### [What to do]
Return, without pictures, the lines from the start of the data through the one that contains "job | pin one point per instance of the flip".

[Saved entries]
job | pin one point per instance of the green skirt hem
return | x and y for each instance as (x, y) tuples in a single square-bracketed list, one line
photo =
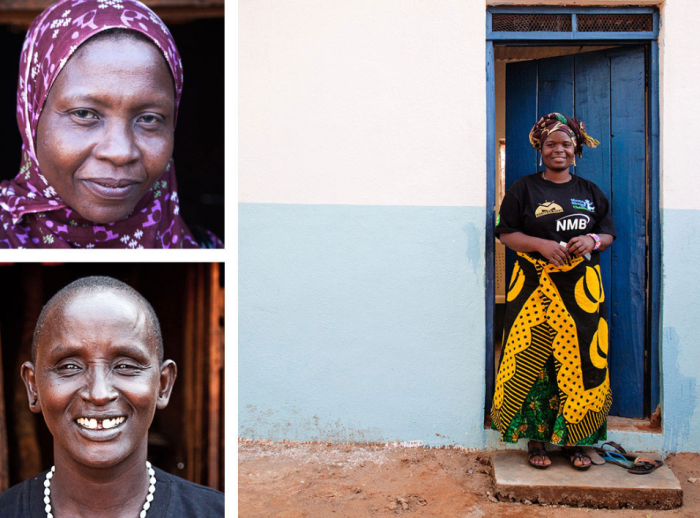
[(540, 419)]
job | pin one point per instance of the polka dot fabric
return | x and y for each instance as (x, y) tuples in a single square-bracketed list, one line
[(545, 320)]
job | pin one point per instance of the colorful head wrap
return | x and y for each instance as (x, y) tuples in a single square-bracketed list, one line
[(32, 215), (558, 122)]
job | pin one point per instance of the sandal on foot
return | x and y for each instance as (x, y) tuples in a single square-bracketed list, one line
[(537, 451), (616, 447), (612, 457), (577, 454)]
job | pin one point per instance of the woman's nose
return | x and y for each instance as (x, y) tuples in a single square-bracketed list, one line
[(117, 144), (99, 389)]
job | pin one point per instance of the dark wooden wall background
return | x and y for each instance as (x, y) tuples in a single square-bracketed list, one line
[(198, 29), (186, 438)]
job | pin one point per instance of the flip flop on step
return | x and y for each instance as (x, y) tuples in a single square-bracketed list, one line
[(645, 465), (613, 457)]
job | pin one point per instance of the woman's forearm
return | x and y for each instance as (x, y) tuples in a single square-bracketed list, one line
[(519, 242)]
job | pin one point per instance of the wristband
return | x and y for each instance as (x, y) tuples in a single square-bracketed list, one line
[(596, 239)]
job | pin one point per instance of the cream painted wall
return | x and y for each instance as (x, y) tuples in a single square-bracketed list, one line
[(362, 102), (680, 103)]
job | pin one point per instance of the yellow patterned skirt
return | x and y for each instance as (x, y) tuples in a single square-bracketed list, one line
[(556, 312)]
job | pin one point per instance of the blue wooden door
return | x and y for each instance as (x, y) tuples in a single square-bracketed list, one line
[(606, 90)]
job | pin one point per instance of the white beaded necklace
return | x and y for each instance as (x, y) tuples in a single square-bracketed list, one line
[(146, 505)]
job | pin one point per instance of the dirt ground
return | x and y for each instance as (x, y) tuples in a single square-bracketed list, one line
[(321, 480)]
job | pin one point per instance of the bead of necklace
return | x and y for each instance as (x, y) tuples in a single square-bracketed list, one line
[(146, 505)]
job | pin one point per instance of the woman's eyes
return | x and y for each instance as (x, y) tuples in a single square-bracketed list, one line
[(150, 119), (124, 367), (69, 367), (121, 367), (84, 115)]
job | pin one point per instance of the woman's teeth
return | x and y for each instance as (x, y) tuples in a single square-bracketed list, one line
[(100, 424)]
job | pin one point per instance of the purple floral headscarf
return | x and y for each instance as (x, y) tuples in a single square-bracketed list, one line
[(32, 215)]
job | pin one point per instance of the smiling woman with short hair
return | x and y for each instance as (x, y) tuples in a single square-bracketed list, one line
[(99, 89), (97, 375)]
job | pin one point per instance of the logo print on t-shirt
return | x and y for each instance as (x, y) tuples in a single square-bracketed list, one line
[(573, 222), (548, 207), (583, 205)]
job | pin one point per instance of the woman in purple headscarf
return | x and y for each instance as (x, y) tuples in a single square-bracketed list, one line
[(97, 99)]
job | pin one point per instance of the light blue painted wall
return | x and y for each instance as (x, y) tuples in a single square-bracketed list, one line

### [Task solution]
job | pin one point per instance of the green skirt hem
return | x and y for each instance as (x, y) tuples in a single square-bracketed list, one line
photo =
[(540, 419)]
job | pin one point per instance of the polka dot fabric
return | x and y for each instance as (x, y) tuples in a single square-bracketed list, one line
[(545, 320)]
job | pin one point per instance of the colorful head wrap
return | x and y for each instance as (x, y) tuples in a single square-bracketed list, one line
[(32, 215), (558, 122)]
job | pin one point per instance of the sandal on foot
return | x and y for each instance as (x, y) tuples in a single square-bracketed list, one line
[(537, 451), (616, 447), (612, 457), (577, 454)]
job | pin one point per instance of the woman's nose
return | x and y for each instance as (x, y) tuples in a single square-bracketed list, one line
[(117, 144), (99, 389)]
job | pin one point per instance of the dark wooden wall background
return | x and y for each instance as (x, y) tuples in a single square-bracketed list, one line
[(198, 29), (186, 438)]
job | pin one point per instance of the flip flop on step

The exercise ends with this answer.